Text passage:
--*--
# My First Smokeout! Thanks All



## Rollin_Again (Oct 24, 2006)

I just wanted to thank everyone for all the great posts that helped make my first smokeout a huge success!! I have always loved BBQ and finally decided to buy a real smoker. I went to BBQ's Galore and picked up my first smoker with offset firebox, a bag of lump charcoal, and some pecan wood. I was worried about the results since this was my first attempt at smoking meat but after reading many great posts in this forum I felt that everthing would be ok. I bought a 10 lb beef shoulder from BJ's Wholesale club and dry rubbed the night before. I woke up at 6 am to start the fire and smoked that sucker low and slow all day. To my wife's extreme displeasure, I drank ice cold beer most of the day while patiently waiting for my prize  

The final result was excellent and all the guests raved about the food. The brined cherry chipotle chicken also turned out spectacular. Thanks again to everyone who has contributed to this forum....YOU GUYS ROCK! I can't wait to try my hand at Salmon and Turkey!!!

Regards,
Rollin


----------



## Andy M. (Oct 24, 2006)

Congratulations, Rollin.  Looks good!


----------



## Rollin_Again (Oct 24, 2006)

It really turned out much better than I expected. I cooked it a little more well done than I normally like since my family and friends will only eat it this way.  Next time I will cook it MY WAY and they can bring some hot dogs !!!  BTW...I never knew that beer was so good for breakfast...ha ha ha made me feel like I was in college again !  

Rollin


----------



## kitchenelf (Oct 24, 2006)

Well look at that beeeeaauuuutiful smoke ring!!!!!!  Being a true blue (rah rah Carolina 'lina - oops, sorry) - being a true blue Carolina girl I have always smoked pork butts (and beer butt chicken).

I don't know much about a beef shoulder so I am going to ask in-depth questions.

I assume there was some fat on the outside of the meat along with some fat on the inside?
How long did you cook it?
What temp did you cook it to?
What kind of beer goes best while "watching the water boil"?  
Brined cherry chipotle chicken?  
I assume you will be ever so gracious and share that recipe? 

Question to anyone who has smoked both - does beef "pull" like pork i.e., if you cook to an internal temp of 190 - 200 it becomes pullable versus sliceable?
--*--
Actions to take:
1. In the forum thread, where did Rollin_Again buy the beef shoulder?
2. Update everything from "## kitchenelf (Oct" down to "beer butt chicken)." in the forum thread, changing "pork butts" to "beef briskets".
--*--
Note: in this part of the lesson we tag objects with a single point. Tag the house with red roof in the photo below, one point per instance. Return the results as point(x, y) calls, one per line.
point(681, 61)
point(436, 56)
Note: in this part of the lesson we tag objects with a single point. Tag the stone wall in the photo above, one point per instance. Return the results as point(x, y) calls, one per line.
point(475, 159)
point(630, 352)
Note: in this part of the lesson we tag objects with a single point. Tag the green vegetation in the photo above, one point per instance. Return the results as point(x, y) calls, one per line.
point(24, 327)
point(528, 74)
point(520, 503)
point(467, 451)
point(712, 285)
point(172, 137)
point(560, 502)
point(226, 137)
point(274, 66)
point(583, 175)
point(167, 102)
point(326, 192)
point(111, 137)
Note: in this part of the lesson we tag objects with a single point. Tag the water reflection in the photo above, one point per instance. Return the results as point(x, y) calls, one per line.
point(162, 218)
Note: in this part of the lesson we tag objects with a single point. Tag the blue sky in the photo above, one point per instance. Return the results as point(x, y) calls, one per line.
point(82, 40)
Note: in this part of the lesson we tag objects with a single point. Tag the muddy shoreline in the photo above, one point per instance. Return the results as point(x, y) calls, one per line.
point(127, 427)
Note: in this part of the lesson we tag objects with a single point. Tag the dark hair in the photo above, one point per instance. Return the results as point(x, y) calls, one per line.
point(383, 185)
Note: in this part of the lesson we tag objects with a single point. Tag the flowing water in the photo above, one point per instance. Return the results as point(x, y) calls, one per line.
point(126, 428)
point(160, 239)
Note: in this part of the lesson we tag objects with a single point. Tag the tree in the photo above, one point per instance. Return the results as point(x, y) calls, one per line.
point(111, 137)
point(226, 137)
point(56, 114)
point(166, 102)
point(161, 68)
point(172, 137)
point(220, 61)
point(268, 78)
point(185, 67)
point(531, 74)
--*--
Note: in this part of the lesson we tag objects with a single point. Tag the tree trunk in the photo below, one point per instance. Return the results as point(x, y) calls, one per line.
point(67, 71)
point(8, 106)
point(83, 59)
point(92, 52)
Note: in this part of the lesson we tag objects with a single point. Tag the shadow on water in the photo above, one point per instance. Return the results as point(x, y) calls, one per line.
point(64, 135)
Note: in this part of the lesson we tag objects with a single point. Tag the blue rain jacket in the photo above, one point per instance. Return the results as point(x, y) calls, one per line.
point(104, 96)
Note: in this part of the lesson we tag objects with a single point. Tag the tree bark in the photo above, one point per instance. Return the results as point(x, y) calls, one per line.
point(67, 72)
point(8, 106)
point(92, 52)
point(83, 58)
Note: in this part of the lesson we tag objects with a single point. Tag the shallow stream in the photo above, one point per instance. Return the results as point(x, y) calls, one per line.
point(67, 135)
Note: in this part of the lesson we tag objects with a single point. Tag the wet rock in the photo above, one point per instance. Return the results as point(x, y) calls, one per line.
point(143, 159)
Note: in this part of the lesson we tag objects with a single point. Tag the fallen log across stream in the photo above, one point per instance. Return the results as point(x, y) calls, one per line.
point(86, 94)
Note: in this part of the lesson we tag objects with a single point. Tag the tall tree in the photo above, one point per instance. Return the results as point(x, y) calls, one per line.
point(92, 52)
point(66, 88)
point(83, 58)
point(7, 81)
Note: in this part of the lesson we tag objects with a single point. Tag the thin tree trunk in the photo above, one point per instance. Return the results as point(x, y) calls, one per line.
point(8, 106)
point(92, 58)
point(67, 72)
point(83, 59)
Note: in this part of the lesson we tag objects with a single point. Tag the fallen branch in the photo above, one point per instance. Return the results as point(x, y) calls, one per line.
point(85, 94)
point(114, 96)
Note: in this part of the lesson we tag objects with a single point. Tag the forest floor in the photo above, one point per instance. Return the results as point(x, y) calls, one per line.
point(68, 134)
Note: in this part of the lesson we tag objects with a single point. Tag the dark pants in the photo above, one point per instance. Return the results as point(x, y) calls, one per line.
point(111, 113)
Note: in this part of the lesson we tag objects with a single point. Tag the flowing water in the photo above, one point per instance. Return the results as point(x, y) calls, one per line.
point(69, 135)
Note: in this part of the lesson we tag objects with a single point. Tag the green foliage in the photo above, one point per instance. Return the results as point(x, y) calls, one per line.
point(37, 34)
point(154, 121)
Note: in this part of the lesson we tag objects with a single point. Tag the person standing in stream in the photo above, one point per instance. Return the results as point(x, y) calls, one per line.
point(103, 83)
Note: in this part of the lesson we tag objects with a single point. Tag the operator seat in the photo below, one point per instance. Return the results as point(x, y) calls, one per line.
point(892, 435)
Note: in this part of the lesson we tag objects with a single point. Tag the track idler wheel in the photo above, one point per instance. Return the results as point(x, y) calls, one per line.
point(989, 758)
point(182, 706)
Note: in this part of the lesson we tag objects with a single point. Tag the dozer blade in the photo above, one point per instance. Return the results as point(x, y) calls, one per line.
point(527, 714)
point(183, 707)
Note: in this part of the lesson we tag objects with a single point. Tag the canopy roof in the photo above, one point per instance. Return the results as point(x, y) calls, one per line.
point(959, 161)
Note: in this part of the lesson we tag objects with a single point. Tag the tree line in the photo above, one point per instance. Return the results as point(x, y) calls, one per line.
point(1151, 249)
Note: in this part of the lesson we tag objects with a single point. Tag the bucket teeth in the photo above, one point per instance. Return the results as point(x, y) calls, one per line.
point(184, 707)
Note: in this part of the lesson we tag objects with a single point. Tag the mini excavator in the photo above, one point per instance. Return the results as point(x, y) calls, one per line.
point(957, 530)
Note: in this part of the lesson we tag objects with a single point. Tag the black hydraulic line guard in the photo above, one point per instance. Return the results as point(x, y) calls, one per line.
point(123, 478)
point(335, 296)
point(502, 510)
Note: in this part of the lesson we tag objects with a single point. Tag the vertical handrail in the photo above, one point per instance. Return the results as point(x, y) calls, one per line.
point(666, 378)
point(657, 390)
--*--
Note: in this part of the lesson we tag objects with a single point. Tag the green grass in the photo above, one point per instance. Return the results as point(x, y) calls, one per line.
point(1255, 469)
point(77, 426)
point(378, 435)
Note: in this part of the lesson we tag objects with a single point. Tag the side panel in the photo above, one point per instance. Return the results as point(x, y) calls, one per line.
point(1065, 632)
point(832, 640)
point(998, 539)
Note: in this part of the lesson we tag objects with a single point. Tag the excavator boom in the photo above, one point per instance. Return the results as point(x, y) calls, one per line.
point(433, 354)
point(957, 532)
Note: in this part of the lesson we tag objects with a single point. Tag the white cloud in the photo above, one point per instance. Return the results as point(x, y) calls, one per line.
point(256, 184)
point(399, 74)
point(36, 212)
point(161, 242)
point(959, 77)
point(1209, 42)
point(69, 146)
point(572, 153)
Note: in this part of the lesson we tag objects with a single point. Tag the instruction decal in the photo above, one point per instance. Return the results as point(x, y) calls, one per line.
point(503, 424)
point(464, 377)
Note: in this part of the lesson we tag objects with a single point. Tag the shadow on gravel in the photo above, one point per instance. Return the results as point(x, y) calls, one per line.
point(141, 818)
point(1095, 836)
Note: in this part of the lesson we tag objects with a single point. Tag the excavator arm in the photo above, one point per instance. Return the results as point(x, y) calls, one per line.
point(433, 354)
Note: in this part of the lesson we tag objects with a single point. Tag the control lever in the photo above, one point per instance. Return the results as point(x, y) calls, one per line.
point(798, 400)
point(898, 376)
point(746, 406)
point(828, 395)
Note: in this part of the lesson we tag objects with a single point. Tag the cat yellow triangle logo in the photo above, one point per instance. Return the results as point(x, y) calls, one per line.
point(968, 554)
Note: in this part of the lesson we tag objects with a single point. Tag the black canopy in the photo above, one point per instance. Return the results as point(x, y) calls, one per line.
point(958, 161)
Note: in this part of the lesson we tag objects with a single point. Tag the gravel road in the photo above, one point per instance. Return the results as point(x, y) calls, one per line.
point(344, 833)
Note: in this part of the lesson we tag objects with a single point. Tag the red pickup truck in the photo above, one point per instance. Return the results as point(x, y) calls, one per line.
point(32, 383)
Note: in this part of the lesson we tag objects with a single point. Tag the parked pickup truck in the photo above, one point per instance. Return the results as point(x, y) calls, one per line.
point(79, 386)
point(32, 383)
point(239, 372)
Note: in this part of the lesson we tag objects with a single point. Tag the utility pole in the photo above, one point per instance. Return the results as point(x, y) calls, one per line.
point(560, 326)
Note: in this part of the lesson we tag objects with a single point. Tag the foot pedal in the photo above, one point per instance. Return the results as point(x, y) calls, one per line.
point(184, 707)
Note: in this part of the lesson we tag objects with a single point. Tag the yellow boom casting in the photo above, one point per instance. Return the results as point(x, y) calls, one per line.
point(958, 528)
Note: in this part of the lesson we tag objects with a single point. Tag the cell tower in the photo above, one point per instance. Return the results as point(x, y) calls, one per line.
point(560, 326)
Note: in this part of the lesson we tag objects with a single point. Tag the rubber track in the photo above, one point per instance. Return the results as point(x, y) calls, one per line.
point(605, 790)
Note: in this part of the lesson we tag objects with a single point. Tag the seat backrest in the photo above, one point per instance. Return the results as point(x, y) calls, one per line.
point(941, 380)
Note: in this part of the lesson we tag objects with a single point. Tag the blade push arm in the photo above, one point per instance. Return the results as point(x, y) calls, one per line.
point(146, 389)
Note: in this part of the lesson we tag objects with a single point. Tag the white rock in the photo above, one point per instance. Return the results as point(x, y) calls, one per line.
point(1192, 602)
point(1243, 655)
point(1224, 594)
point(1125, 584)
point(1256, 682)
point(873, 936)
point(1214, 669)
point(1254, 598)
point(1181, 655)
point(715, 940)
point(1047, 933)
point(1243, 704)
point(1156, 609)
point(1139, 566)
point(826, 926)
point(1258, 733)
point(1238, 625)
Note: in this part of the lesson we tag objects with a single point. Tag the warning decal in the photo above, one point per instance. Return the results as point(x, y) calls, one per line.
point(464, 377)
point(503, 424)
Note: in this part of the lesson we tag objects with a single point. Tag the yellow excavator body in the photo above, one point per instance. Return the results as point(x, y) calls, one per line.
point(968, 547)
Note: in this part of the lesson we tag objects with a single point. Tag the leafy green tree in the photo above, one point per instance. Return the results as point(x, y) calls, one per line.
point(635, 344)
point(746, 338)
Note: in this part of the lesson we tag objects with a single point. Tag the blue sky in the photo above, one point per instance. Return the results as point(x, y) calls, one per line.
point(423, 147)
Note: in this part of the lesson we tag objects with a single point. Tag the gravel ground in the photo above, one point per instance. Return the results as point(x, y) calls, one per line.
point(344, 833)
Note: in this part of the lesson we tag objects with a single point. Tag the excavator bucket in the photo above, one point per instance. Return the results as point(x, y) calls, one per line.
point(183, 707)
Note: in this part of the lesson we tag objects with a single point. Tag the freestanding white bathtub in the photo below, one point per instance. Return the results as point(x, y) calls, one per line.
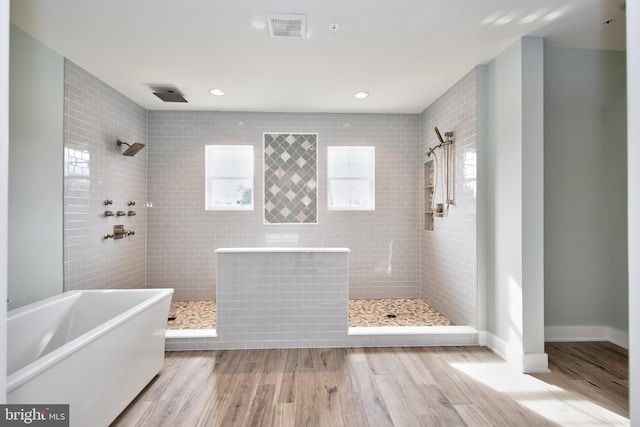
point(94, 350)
--*--
Expected results:
1. At BJ's Wholesale club.

2.
## kitchenelf (Oct 24, 2006)

Well look at that beeeeaauuuutiful smoke ring!!!!!!  Being a true blue (rah rah Carolina 'lina - oops, sorry) - being a true blue Carolina girl I have always smoked beef briskets (and beer butt chicken).